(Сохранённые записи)

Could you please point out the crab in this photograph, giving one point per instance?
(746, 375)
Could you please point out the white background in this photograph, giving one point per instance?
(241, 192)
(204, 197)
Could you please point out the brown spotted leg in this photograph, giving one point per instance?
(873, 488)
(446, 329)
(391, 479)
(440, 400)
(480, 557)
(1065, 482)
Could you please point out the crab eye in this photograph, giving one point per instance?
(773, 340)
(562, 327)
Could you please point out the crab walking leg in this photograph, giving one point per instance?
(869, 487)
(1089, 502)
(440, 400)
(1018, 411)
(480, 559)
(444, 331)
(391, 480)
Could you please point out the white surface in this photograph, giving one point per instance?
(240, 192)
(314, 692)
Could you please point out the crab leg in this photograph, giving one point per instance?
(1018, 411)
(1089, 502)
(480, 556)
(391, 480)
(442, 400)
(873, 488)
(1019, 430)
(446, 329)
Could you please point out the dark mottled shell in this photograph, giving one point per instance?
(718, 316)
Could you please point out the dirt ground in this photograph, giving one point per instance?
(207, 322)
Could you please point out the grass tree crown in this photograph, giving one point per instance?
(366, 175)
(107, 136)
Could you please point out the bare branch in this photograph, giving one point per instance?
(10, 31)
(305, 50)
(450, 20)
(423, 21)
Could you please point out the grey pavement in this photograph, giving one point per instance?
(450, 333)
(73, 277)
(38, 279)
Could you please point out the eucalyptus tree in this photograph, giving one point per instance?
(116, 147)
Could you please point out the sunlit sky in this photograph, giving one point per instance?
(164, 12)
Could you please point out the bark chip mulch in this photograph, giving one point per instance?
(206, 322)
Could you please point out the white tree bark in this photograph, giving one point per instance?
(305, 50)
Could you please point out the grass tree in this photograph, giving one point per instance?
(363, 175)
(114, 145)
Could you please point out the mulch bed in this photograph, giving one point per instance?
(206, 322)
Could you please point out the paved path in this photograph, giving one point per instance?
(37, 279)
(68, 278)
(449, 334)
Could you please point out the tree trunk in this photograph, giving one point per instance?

§ ЗАДАНИЕ: Перепишите все приведённые выше данные слово в слово, ничего не меняя.

§ ОТВЕТ НА ЗАДАНИЕ:
Could you please point out the crab in this photograph, giving one point per instance?
(746, 375)
Could you please point out the white background in this photograph, giving one point per instance?
(241, 192)
(204, 197)
Could you please point out the brown spotted leg in this photograph, giving one point per instance?
(873, 488)
(446, 329)
(391, 479)
(440, 400)
(480, 557)
(1065, 482)
Could you please point out the crab eye in this photograph, giving one point per instance?
(773, 340)
(562, 327)
Could you please point out the crab walking leg in this photograph, giving one point per instance?
(869, 487)
(1089, 502)
(440, 400)
(1018, 411)
(480, 559)
(444, 331)
(391, 480)
Could you please point out the white surface in this photograph, giving one point per instance?
(240, 192)
(314, 692)
Could you please point out the crab leg in this photograph, giving one point per instance?
(1018, 411)
(1089, 502)
(480, 556)
(391, 480)
(442, 400)
(873, 488)
(1019, 430)
(446, 329)
Could you please point out the dark mottled shell in this photograph, giving one point per instance?
(718, 316)
Could you please point out the dirt ground in this photograph, giving one point per instance?
(207, 322)
Could you please point out the grass tree crown in this photograph, giving one point per instance?
(366, 175)
(107, 136)
Could you please point out the bare branch in this photograph, giving one point per instance?
(10, 31)
(305, 50)
(450, 20)
(423, 21)
Could you please point out the grey pavement in this photograph, giving one point per instance?
(450, 333)
(73, 277)
(38, 279)
Could you please point out the eucalyptus tree in this photograph, giving one point per instance?
(116, 147)
Could you please point out the sunlit sky in this photograph, giving one point per instance?
(164, 12)
Could you please point out the bark chip mulch in this photograph, giving one point per instance?
(206, 322)
Could you please point out the white tree bark in this photograph, giving one point per instance?
(305, 50)
Could you please point out the grass tree in this photograph, giving one point per instance?
(363, 175)
(114, 145)
Could you please point out the mulch bed in this photograph, giving one point per instance?
(206, 322)
Could you please point out the paved path in this photograph, giving one point per instance?
(37, 279)
(68, 278)
(449, 334)
Could you please point out the tree trunk in this photograph, giving one point per instance?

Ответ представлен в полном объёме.